(What you will do):
Change every "instance" in the material below to "object", keeping everything else the same, and leave the pictures out of your answer.

##### Listed entries #####

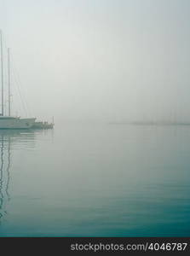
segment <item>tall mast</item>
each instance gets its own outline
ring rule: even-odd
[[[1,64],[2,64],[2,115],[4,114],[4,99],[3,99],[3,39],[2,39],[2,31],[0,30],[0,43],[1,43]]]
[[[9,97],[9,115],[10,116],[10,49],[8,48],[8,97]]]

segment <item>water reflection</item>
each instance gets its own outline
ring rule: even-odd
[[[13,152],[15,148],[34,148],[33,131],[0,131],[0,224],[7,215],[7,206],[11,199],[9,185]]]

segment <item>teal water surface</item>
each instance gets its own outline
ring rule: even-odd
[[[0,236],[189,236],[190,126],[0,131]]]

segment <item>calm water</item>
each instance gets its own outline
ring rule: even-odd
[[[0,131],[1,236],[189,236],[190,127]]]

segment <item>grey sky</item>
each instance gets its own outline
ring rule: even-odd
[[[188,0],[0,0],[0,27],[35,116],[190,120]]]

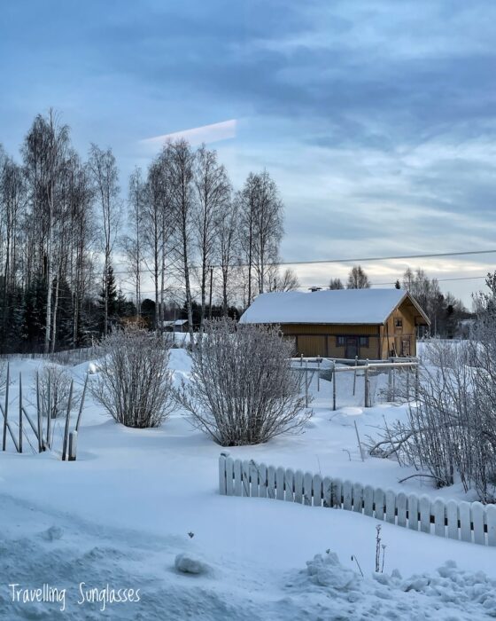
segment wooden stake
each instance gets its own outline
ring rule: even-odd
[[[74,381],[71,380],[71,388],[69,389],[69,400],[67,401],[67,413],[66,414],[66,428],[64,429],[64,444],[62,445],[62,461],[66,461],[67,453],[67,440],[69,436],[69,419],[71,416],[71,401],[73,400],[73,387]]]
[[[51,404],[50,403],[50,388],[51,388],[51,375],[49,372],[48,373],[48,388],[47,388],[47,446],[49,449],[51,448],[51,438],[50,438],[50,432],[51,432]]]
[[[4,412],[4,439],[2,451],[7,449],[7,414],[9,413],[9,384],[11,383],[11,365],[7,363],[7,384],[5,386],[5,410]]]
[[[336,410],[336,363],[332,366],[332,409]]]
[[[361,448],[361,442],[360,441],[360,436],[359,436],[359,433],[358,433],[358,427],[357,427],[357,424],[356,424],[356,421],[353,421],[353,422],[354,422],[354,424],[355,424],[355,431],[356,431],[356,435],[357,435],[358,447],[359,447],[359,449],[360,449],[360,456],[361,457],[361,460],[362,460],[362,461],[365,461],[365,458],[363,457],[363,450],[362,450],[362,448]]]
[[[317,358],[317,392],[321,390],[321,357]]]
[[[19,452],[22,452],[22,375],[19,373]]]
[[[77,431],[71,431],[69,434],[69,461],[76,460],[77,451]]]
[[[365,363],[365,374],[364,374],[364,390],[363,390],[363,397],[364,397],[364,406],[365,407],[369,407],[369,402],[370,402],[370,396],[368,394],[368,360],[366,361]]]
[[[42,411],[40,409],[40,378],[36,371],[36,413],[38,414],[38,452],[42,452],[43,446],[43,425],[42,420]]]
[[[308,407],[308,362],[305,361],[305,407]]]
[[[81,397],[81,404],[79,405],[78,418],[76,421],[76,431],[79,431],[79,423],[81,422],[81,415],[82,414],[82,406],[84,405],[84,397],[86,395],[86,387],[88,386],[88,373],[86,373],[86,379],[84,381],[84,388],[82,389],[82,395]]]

#####

(Task answer):
segment <item>tall mast</item>
each object gets its own outline
ring rule: even-odd
[[[1,64],[2,64],[2,115],[4,114],[4,99],[3,99],[3,39],[2,39],[2,31],[0,30],[0,43],[1,43]]]
[[[9,97],[9,115],[10,116],[10,49],[8,48],[8,97]]]

segment <item>water reflection</item>
each object gets its own outline
ring rule: even-odd
[[[13,152],[15,148],[34,148],[33,131],[0,131],[0,224],[7,215],[7,206],[11,199],[9,185]]]

segment <item>teal water surface</item>
each object gets its own outline
ring rule: even-odd
[[[0,236],[189,236],[190,126],[0,131]]]

segment <item>calm water</item>
each object gets its own outline
ring rule: even-odd
[[[0,131],[1,236],[189,236],[190,127]]]

segment <item>grey sky</item>
each object gets its own outline
ring rule: even-odd
[[[188,0],[0,0],[0,27],[35,116],[190,120]]]

segment wooden stake
each object gets its own outline
ring rule: even-odd
[[[74,381],[71,380],[71,388],[69,389],[69,400],[67,401],[67,413],[66,414],[66,428],[64,429],[64,444],[62,445],[62,461],[66,461],[67,453],[67,440],[69,436],[69,419],[71,416],[71,401],[73,400],[73,387]]]
[[[51,404],[50,403],[50,388],[51,388],[51,375],[49,372],[48,373],[48,388],[47,388],[47,446],[49,449],[51,448],[51,438],[50,438],[50,432],[51,432]]]
[[[4,412],[4,439],[2,451],[7,449],[7,414],[9,413],[9,384],[11,383],[11,365],[7,363],[7,384],[5,386],[5,410]]]
[[[336,410],[336,363],[332,366],[332,409]]]
[[[361,448],[361,442],[360,441],[360,436],[359,436],[359,433],[358,433],[358,427],[357,427],[357,424],[356,424],[356,421],[353,421],[353,422],[354,422],[354,424],[355,424],[355,431],[356,431],[356,435],[357,435],[358,447],[359,447],[359,449],[360,449],[360,456],[361,457],[361,460],[362,460],[362,461],[365,461],[365,458],[363,457],[363,450],[362,450],[362,448]]]
[[[317,358],[317,392],[321,390],[321,357]]]
[[[19,452],[22,452],[22,375],[19,373]]]
[[[77,431],[71,431],[69,434],[69,461],[76,460],[77,451]]]
[[[365,363],[365,374],[364,374],[364,390],[363,390],[363,397],[364,397],[364,406],[365,407],[369,407],[369,402],[370,402],[370,396],[368,394],[368,360],[366,361]]]
[[[42,411],[40,409],[40,378],[36,371],[36,413],[38,414],[38,452],[42,452],[43,446],[43,425],[42,420]]]
[[[308,407],[308,362],[305,361],[305,407]]]
[[[81,397],[81,404],[79,405],[78,418],[76,421],[76,431],[79,431],[79,423],[81,422],[81,415],[82,414],[82,406],[84,405],[84,397],[86,395],[86,387],[88,386],[88,373],[86,373],[86,379],[84,381],[84,388],[82,389],[82,395]]]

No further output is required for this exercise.